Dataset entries
================

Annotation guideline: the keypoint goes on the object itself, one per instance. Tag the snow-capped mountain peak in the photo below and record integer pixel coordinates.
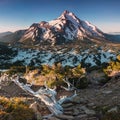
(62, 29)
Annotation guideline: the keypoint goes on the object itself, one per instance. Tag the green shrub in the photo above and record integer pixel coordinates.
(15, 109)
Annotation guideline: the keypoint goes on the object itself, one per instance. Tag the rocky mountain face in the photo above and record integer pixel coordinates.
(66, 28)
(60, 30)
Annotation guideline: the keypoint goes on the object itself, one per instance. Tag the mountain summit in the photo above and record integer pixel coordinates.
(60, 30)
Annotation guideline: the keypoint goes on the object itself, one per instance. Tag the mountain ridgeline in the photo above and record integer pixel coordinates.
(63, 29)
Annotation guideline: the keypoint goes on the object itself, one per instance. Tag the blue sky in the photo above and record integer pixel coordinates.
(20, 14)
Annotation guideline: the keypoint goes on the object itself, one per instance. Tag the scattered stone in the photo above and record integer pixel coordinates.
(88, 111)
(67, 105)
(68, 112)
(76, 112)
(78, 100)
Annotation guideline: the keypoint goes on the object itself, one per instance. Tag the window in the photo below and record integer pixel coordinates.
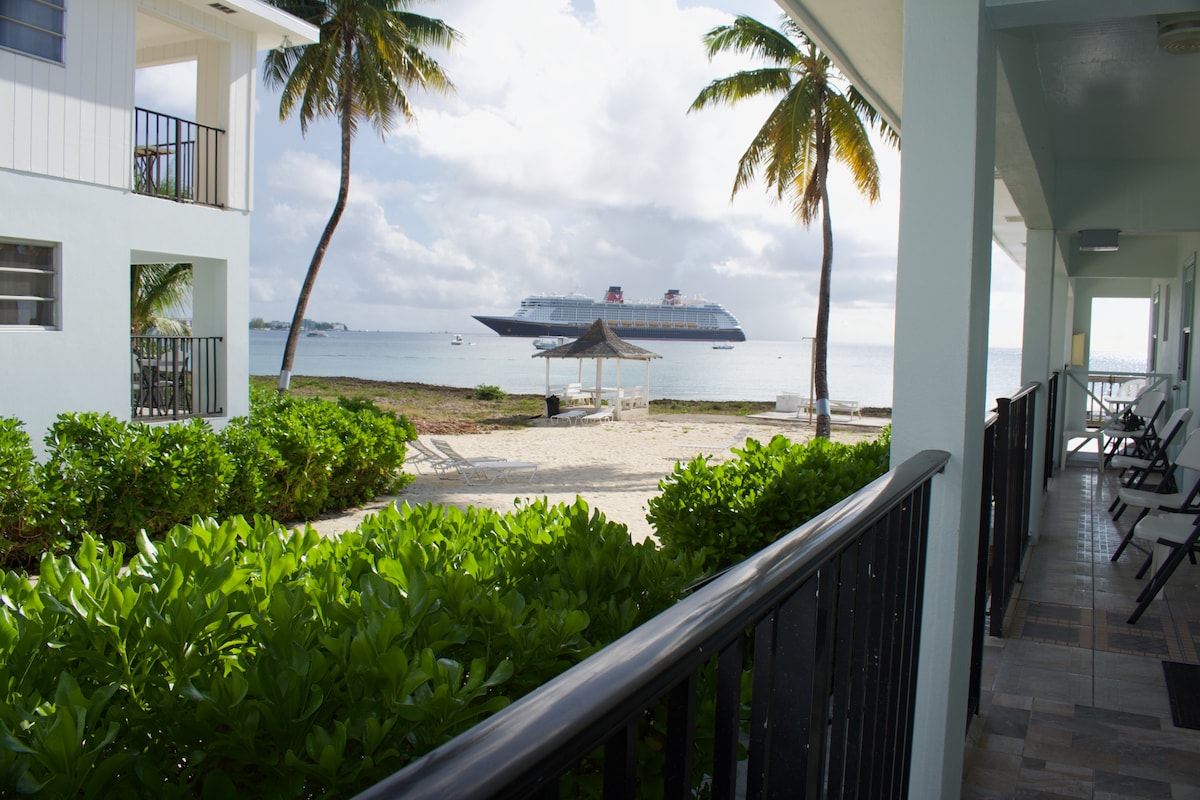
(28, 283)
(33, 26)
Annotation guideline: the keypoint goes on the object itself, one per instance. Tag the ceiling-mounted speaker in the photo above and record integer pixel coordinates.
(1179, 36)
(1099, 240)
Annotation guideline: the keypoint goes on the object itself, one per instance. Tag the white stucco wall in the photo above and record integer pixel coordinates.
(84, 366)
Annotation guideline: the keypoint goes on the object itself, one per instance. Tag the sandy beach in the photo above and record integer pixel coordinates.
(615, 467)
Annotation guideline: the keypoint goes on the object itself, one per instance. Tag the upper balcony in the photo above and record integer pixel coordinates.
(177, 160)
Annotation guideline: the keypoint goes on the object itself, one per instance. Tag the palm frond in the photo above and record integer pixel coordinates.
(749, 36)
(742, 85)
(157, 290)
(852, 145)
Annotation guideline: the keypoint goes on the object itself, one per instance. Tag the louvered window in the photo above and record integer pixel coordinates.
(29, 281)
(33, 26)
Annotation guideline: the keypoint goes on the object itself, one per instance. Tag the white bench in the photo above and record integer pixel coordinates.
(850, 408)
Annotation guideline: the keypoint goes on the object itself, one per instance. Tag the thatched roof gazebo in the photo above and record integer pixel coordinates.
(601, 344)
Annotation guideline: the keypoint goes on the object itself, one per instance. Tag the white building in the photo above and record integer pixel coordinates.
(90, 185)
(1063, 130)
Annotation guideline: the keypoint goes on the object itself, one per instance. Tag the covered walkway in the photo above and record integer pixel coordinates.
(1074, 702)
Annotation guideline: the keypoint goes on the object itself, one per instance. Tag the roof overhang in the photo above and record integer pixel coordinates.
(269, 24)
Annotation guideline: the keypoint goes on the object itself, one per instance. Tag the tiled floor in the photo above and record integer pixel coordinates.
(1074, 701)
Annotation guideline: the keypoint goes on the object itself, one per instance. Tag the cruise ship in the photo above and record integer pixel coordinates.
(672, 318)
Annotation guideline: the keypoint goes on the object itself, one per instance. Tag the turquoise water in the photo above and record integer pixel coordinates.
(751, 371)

================

PROBLEM DESCRIPTION ->
The records above are to be transcribed word for word. Skip the images.

WORKED SOLUTION ->
Annotation guideline: the keypoint goes on the object itself, one per instance. Tag the snow-capped mountain peak in the photo below and record integer pixel coordinates.
(62, 29)
Annotation guideline: the keypoint goes on the object itself, one per instance. Tag the green shrub in the photo above and record integer pixel coordinates.
(15, 109)
Annotation guideline: the keypoint goes on the object itself, one per instance. Tag the rocky mountain face in the photo above and record integer pixel coordinates.
(66, 28)
(60, 30)
Annotation guideline: the keypoint goes on the object itself, one per instance. Tag the mountain summit in the photo above and record integer pixel coordinates.
(60, 30)
Annotation guideline: the keypoint goes on the object itself, one per instance. Tag the mountain ridgeline in the photo above and record integer pixel coordinates.
(63, 29)
Annotation guideline: the keypoint goes on the object itself, one per instance. Tag the blue sky in the photo above and record integer pixel coordinates.
(20, 14)
Annotation guideline: the keypoint goes on the object itself, one per instance. Tag the scattered stone in the photo above and record integer pixel coordinates.
(88, 111)
(67, 105)
(68, 112)
(76, 112)
(78, 100)
Annotation guideline: the keypoint goes on the object itself, one per instance. Tag the window in the photo below and record integer pixel coordinates.
(28, 283)
(33, 26)
Annotation guideline: the keypoint goes on the object itself, one per instance. Tag the ceiling-mounted speaker in the photo above and record integer pixel coordinates.
(1179, 36)
(1099, 240)
Annotation guideline: the keypoint goes on the object itself, one per instance. Tag the white stucco wall in the photo above and record integer pixel coordinates.
(84, 366)
Annotation guideline: the keypoint goes on the object itself, one per instance. Tag the sandy beach in the photo above and record integer pixel coordinates.
(615, 467)
Annotation guideline: the keypoint goes on the object itself, one per instance. Tag the upper balcony in the photo above and record integer pixel coordinates.
(177, 160)
Annotation guideline: the keypoint goes on the object itself, one per instance. Tag the palm frond in the photo above and record integer pixel coordinates.
(749, 36)
(742, 85)
(157, 290)
(852, 145)
Annotation guideline: the keypoint goes on the object itself, one per instance. Tag the louvered window in the photo above and record integer pixel coordinates.
(29, 281)
(33, 26)
Annotation guideline: the keypoint goes on the object itself, one per instance. Tag the white bench in the photo above and record integer pixel coordinates.
(850, 408)
Annotation guideline: the keypoint goes on the object itself, one per instance. Tag the thatched roof gazebo in the photo above and record integer pixel coordinates.
(601, 344)
Annotation guideline: the keypoint goes on the object itself, one per instance. Tag the white building in the photo above and record integer pixel coordinates.
(90, 185)
(1063, 130)
Annotation guideline: the keypoint goes on the object itself, one per instance. Tag the covered walkway in the photo above and record integer pixel coordinates.
(1074, 702)
Annotation guideline: the keypoint goes on the object itself, one per instance. Tag the roof overhang in the photo above and record integer pixel coordinates.
(269, 24)
Annotation guideline: the keypoint goes on the object itself, one per instance. Tag the tiled floor in the photo above and record integer pixel coordinates.
(1074, 701)
Annotation guideline: the keypoint goes on the object itself, one per instance. Tag the cruise ship in the photo above and record integer pixel coordinates.
(672, 318)
Annotation guideline: the keypoint goes on the object itself, one per instance. Tag the turquoise water in the photo above and record integer pixel coordinates.
(751, 371)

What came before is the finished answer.